The __page_state_change() routine only performs the MSR protocol version
of a page state change, no decision is made between the two at this stage.

> 
>>         /*
>>          * If private -> shared then invalidate the page before requesting the
>> @@ -176,6 +179,9 @@ static void __page_state_change(unsigned long paddr, enum psc_op op)
>>         if (op == SNP_PAGE_STATE_SHARED)
>>                 pvalidate_4k_page(paddr, paddr, false);
>>
>> +       /* Save the current GHCB MSR value */
>> +       msr = sev_es_rd_ghcb_msr();
>> +
>>         /* Issue VMGEXIT to change the page state in RMP table. */
>>         sev_es_wr_ghcb_msr(GHCB_MSR_PSC_REQ_GFN(paddr >> PAGE_SHIFT, op));
>>         VMGEXIT();
>> @@ -185,6 +191,9 @@ static void __page_state_change(unsigned long paddr, enum psc_op op)
>>         if ((GHCB_RESP_CODE(val) != GHCB_MSR_PSC_RESP) || GHCB_MSR_PSC_RESP_VAL(val))

■ To be done
a) Answer these questions using the patch excerpt, marking each answer the same way:
(i) Which version of a page state change does the __page_state_change() routine perform?
(ii) Which function call is added to save the current GHCB MSR value?
(iii) Where does the issued VMGEXIT change the page state?
b) In the records, change "utility pole" to "telephone pole" starting with the line with "In the photograph above, where can the utility" and going on through the end of the records. Give back only those lines.
The patch excerpt and the stored records have nothing to do with each other.

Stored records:
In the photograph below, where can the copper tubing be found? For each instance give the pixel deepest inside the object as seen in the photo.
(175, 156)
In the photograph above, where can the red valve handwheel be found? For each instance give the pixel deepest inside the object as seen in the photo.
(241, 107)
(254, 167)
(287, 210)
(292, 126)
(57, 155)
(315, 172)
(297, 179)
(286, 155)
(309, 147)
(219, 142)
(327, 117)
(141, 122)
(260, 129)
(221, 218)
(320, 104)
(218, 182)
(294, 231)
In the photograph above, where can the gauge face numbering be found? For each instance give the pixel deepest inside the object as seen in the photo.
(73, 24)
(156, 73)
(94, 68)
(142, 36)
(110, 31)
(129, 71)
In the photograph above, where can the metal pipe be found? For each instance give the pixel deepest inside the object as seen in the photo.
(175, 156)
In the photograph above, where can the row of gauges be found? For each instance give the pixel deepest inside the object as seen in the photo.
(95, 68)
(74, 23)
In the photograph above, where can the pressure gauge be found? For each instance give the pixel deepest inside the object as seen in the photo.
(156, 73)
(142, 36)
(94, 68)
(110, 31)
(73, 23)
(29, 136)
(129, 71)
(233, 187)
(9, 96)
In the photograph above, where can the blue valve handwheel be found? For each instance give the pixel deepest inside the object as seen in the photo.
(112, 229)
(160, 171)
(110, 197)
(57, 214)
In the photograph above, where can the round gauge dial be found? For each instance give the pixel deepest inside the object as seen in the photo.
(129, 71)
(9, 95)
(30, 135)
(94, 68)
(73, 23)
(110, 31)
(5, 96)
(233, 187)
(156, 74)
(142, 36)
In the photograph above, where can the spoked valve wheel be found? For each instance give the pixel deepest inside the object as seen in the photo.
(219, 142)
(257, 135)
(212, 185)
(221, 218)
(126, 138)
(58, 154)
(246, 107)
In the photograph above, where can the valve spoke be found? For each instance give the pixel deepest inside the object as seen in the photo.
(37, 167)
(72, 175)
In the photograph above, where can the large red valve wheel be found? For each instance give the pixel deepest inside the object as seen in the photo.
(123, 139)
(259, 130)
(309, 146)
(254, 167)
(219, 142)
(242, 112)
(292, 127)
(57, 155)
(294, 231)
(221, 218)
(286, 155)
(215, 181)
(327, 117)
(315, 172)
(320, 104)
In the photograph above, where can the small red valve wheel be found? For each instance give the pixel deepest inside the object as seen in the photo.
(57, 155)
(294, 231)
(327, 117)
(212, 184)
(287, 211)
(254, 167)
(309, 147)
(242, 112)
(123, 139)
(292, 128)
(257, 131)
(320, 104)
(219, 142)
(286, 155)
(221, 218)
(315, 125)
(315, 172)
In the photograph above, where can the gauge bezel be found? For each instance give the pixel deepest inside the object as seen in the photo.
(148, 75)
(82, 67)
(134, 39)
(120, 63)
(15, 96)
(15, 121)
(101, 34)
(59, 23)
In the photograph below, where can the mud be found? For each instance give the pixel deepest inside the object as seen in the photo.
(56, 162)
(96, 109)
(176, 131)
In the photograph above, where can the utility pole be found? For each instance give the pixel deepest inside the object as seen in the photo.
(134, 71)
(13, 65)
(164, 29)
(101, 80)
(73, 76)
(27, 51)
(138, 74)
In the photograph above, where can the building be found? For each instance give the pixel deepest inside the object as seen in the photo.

■ Responses in order
a)
(i) Only the MSR protocol version.
(ii) sev_es_rd_ghcb_msr()
(iii) In the RMP table.

b)
In the photograph above, where can the telephone pole be found? For each instance give the pixel deepest inside the object as seen in the photo.
(134, 71)
(13, 65)
(164, 29)
(101, 80)
(73, 76)
(27, 51)
(138, 74)
In the photograph above, where can the building be found? For each instance give the pixel deepest inside the object as seen in the photo.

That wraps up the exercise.